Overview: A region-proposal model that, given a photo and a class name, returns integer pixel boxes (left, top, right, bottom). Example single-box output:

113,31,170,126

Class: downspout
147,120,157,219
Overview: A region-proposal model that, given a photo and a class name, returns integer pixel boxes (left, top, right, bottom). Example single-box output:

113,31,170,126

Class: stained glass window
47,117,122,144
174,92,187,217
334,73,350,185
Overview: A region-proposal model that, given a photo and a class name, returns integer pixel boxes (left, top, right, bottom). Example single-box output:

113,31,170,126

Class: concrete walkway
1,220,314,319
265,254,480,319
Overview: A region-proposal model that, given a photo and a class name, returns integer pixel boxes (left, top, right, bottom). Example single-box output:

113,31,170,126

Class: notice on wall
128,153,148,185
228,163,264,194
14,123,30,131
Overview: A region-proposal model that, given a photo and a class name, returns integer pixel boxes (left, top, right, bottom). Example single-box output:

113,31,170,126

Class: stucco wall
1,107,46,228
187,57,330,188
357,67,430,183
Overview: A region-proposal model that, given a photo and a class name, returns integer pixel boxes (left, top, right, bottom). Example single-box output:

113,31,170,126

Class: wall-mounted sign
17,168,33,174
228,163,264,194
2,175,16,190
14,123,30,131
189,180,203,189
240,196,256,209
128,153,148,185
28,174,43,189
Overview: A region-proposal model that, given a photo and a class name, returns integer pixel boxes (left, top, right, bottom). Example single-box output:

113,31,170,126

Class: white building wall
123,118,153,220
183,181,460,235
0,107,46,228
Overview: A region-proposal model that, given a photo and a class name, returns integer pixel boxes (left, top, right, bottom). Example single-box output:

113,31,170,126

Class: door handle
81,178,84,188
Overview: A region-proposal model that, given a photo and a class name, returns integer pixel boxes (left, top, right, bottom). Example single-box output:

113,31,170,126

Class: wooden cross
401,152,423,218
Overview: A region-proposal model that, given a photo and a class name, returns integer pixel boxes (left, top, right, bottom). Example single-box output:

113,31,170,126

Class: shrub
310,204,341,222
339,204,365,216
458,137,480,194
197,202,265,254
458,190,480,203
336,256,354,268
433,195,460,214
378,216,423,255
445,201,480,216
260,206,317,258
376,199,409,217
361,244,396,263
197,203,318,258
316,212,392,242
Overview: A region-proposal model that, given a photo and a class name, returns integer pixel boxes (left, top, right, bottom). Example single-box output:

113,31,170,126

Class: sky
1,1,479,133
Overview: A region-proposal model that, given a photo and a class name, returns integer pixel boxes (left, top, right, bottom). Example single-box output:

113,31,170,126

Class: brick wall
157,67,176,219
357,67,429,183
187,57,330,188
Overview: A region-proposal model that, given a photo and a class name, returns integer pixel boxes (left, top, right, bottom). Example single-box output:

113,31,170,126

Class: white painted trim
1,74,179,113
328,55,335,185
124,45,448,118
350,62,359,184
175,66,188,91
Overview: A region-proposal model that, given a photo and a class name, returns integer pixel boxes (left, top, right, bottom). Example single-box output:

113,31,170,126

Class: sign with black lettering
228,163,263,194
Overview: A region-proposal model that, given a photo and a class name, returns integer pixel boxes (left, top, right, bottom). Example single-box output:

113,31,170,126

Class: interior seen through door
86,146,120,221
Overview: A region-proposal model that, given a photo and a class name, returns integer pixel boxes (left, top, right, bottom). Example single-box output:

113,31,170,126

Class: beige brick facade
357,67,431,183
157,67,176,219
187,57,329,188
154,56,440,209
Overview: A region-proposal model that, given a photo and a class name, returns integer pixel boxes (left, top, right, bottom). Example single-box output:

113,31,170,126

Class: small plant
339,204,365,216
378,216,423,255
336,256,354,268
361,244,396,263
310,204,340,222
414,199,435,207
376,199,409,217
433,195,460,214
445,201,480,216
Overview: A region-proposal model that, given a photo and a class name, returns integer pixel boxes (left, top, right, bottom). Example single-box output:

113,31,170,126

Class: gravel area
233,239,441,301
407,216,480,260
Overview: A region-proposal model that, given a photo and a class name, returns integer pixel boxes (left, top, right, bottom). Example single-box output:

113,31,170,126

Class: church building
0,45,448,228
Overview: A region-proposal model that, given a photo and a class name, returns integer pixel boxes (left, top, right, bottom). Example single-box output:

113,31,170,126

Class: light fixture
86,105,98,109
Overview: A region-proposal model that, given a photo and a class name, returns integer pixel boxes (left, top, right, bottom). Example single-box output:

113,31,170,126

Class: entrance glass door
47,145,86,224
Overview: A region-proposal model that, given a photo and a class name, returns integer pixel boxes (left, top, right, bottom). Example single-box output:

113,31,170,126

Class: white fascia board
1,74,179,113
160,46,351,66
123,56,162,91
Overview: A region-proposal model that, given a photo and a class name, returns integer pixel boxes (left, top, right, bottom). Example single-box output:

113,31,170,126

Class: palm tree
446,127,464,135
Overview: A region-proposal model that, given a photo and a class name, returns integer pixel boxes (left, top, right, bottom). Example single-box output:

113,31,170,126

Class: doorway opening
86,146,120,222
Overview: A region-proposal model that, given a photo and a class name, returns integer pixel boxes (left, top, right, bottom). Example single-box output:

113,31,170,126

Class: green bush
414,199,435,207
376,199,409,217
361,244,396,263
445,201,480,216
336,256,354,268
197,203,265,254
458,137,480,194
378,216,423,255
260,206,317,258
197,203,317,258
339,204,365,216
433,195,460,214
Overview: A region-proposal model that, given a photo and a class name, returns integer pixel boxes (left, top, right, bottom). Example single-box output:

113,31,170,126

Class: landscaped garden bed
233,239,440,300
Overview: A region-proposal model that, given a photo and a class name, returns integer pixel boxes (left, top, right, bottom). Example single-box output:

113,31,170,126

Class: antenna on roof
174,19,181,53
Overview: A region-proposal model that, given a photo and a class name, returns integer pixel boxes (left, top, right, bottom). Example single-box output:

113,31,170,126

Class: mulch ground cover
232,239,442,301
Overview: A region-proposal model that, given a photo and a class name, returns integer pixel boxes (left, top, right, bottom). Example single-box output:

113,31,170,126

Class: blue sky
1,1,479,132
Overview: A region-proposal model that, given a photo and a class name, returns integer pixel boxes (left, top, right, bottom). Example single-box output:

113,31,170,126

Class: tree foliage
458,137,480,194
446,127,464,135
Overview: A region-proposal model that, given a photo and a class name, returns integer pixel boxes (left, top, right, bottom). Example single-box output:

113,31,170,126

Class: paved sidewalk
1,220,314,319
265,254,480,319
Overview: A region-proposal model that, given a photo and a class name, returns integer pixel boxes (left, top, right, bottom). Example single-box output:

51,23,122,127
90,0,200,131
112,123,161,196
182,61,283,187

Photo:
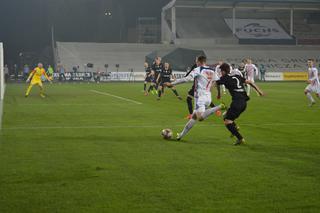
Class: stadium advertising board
52,71,187,82
264,72,283,81
283,72,308,81
224,18,292,40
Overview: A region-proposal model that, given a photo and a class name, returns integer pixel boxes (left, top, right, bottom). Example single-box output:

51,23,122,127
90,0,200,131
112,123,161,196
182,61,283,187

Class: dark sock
158,90,161,98
162,87,164,93
226,123,243,140
144,84,146,91
148,85,153,92
209,102,215,108
172,89,179,97
187,97,193,114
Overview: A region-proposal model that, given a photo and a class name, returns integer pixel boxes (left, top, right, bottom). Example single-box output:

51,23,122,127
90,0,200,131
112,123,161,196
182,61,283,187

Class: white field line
90,90,142,105
5,103,121,106
2,123,320,130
+ + + + + + +
What to do: Retype the material in full, exactly as written, and exclude the pictures.

Written answer:
Overview: A region-proposal model that, given a photo and a class name, returns integer pixel boxes (left, top, right, bottom). Example single-box output:

113,31,170,126

Class: downspout
147,120,157,219
Overview: A region-proposal model that, given a photo and a class name, returns integer pixel boxes (left, top, right, bottom). Example single-box output:

113,31,170,126

Class: stained glass window
47,117,122,144
174,92,187,217
334,73,350,185
Overview: A region-proposal model that, given a photo and a class name, returns integer pixel boxes (left, top, right, bottom). Example single-box output:

113,31,170,126

Class: concrete walkway
1,220,314,319
265,254,480,319
Overview: A region-proposal model that, given a photo and a class name, returns integer pixel boxes (left, top, right, bottom). Example single-box output:

113,31,170,126

Class: notice on wall
128,153,148,185
228,163,264,194
14,123,30,131
Overview: A region-proposal model that, given a photo and a class name, returns integer pixel boxes (left, top, right, bottom). Example single-box output:

113,31,170,126

Class: stucco wall
1,107,46,228
187,57,330,188
357,67,430,183
Overview: A region-proposal model that, given a photo and a class name, returns integer pixel boxes (left, top, right, bottom). Example single-box output:

113,31,170,126

Class: wall-mounted sign
17,168,33,174
228,163,264,194
2,175,16,190
14,123,30,131
189,180,203,189
240,196,256,209
128,153,148,185
28,174,43,189
Overview: A region-proposal model that, given a photo and a class name, returns integer pixel boxes (left, top, right, bottom). Example single-box output:

113,31,170,126

Class: white building wall
123,118,153,220
183,181,460,235
0,107,46,228
Overview: A region-proposal model that, given a photo and a class name, returns integer pixel boxes (left, top, right, bottom). Example single-box output:

113,31,170,126

Class: door handle
81,178,84,188
Overview: A region-proposal model that, given a photo and a class name, returns integer pixel boxes (left, top, right, bottom). Example single-box output:

113,31,170,126

Class: wooden cross
401,152,423,218
Overview: A region-proposal model that, given a photo and a class name, returns integer pixel boxes (left, top, right, bottom). Example single-box output:

113,31,170,126

Class: shrub
310,204,341,222
339,204,365,216
458,137,480,194
197,202,265,254
458,190,480,203
336,256,354,268
433,195,460,214
378,216,423,255
445,201,480,216
260,206,317,258
376,199,409,217
361,244,396,263
197,203,318,258
316,212,392,242
Overview: A region-proposal model that, given a photo and a class name, returns integer pixel boxes (left, top, right, bottom). Example single-box output:

113,31,170,126

Class: sky
1,1,479,133
Overview: A region-proposal model that, given a photo and a class name, returns integer pixel boxes (left, top, right, bottom). Example single-box output:

113,31,170,126

Class: brick wall
157,67,176,219
357,67,429,183
187,57,330,188
Overview: A region-proposal model that, given a photo and a class name, returns integer pixel boxes (left, top, right, bottom). Example single-box output:

113,31,170,126

Class: white painted trim
1,74,179,113
328,55,335,185
124,45,448,118
350,62,359,184
175,66,188,91
Overview: A region-proposal model that, given a photo and a class name, returns integer pixel boxes (left, top, right, bottom). Example single-box output:

113,31,170,126

Class: sign with black lettering
228,163,263,194
Overview: A region-proposal model that, given a photo and a class name, returns integer pixel boxes (left, top, right, bottom). Example single-box output:

113,31,170,126

Class: interior seen through door
86,146,120,221
Overview: A region-proposal model that, given a photo and a class name, returns integer pixel boxes (left, top, right, bottom). Example single-box output:

113,31,170,126

Class: beige brick facade
357,67,431,183
157,67,176,219
187,57,329,188
154,56,440,209
Overview: A region-proposal model that, given a photo and a class name, returns integer pixel boxes (left, top, right, bottom). Example single-box output:

113,31,170,126

Class: small plant
339,204,365,216
378,216,423,255
336,256,354,268
361,244,396,263
310,204,340,222
414,199,435,207
376,199,409,217
433,195,460,214
445,201,480,216
Overview: A region-proposal model that, given a photo and a class name, returns integer pixel boxes (left, top, right, bottom). Example single-box output:

113,31,170,126

Class: gravel area
233,239,441,301
407,216,480,260
Overview: A region-proposal model that, given a photo and a class name, returns integer pixel boxes (left, top, right, bottom). Example single-box output:

113,31,170,126

Class: church building
0,45,448,228
Overview: A region-proposal model that, given a photo and a class name, returns integer pixel boxes (left, top, right, bottom). Example single-box output:

113,31,170,126

Class: light fixture
86,105,98,109
Overview: A region-proposal model that, given a photo and a class name, returns integer pixel boxes (left, top, right, bottom). Example single-box output:

113,31,170,126

Class: entrance glass door
47,145,86,224
Overview: A region-proposal model that, given a photo and a class name, returns integer pixel boxes (left, top, right, bottom). Example single-box output:

113,31,170,126

Class: white fascia board
1,74,179,113
160,46,351,66
123,56,162,91
Overview: A region-proposal model that, given a photo and a class name, returns integer pixel boxes (left, top, right, bottom). Example single-box output:

113,31,170,126

Class: palm tree
446,127,464,135
Overview: A region-proposal model that, given a photo and a class name, returns integer pixel boxes (left, top, right, bottom). Example single-box output:

113,31,170,126

Class: doorway opening
86,146,120,222
Overview: A region-proposal model that, given a photo and a class name, returns integer pixel boxes (left, top, right, bottom). Example single-box output:

113,31,170,126

Class: green bush
414,199,435,207
376,199,409,217
361,244,396,263
445,201,480,216
336,256,354,268
197,203,265,254
458,137,480,194
378,216,423,255
260,206,317,258
197,203,317,258
339,204,365,216
433,195,460,214
Overview: A region-proposal model that, given a photo and a class name, returns integer pixel boxes (left, top, right, bottom). Example single-box output:

113,31,170,126

Class: landscaped garden bed
233,239,440,300
Overview: A region-proposal model that, given a photo and a class name, returns integer pixel boxes (left, top, right, bottom). Example single-box output:

113,31,170,126

Class: antenna on roof
174,19,181,53
Overview: A region-proposal model that, given a photo and a class name, returns integer pixel boxes (left, top, right, bottom). Example single-box output:

113,31,170,126

Class: mulch ground cover
232,239,442,301
Overview: A region-proposal model that, given a photo and a class name, returns integer pixel boxes (left, top, right, bottom). Example single-box output:

113,31,170,126

Class: blue sky
1,1,479,132
Overview: A region-proposal model that, given a photo and a class name, returns integer pixel boxes (left, top, right, bottom). Example single-box output:

113,31,170,126

Class: tree foliage
458,137,480,194
446,127,464,135
Overview: A region-proposal model that, given a photo and a class name, returns integer pixel boxes (left, top, right, bottom). Example single-box output:

113,31,170,126

Class: paved sidewalk
1,220,314,319
265,254,480,319
Overview: A region-proposal model that, given a photo and a class name, returns integer pixel boxes (left, top, right, bottom). Example single-box output:

51,23,122,127
90,0,200,131
112,123,161,196
182,61,283,187

Photo:
Class: stadium advertising board
52,71,187,82
264,72,283,81
283,72,308,81
224,18,292,40
Overview: A region-proposal model that, given a photo and a class name, returns integer pixel boxes (left, top, right, bottom). Example single-box output:

51,23,122,127
90,0,200,131
112,123,161,196
182,61,283,187

Class: dark sock
158,90,161,98
162,87,164,93
226,123,243,140
144,84,146,91
148,85,153,92
209,102,215,108
172,89,179,97
187,97,193,114
Overview: A region-proposal model that, given a photo and a class name, returns integer pixel boxes (left, top, right, bottom). Example single-box output:

51,23,122,127
90,0,200,131
112,123,161,196
182,61,283,187

Class: white field line
90,90,142,105
5,103,121,106
2,123,320,130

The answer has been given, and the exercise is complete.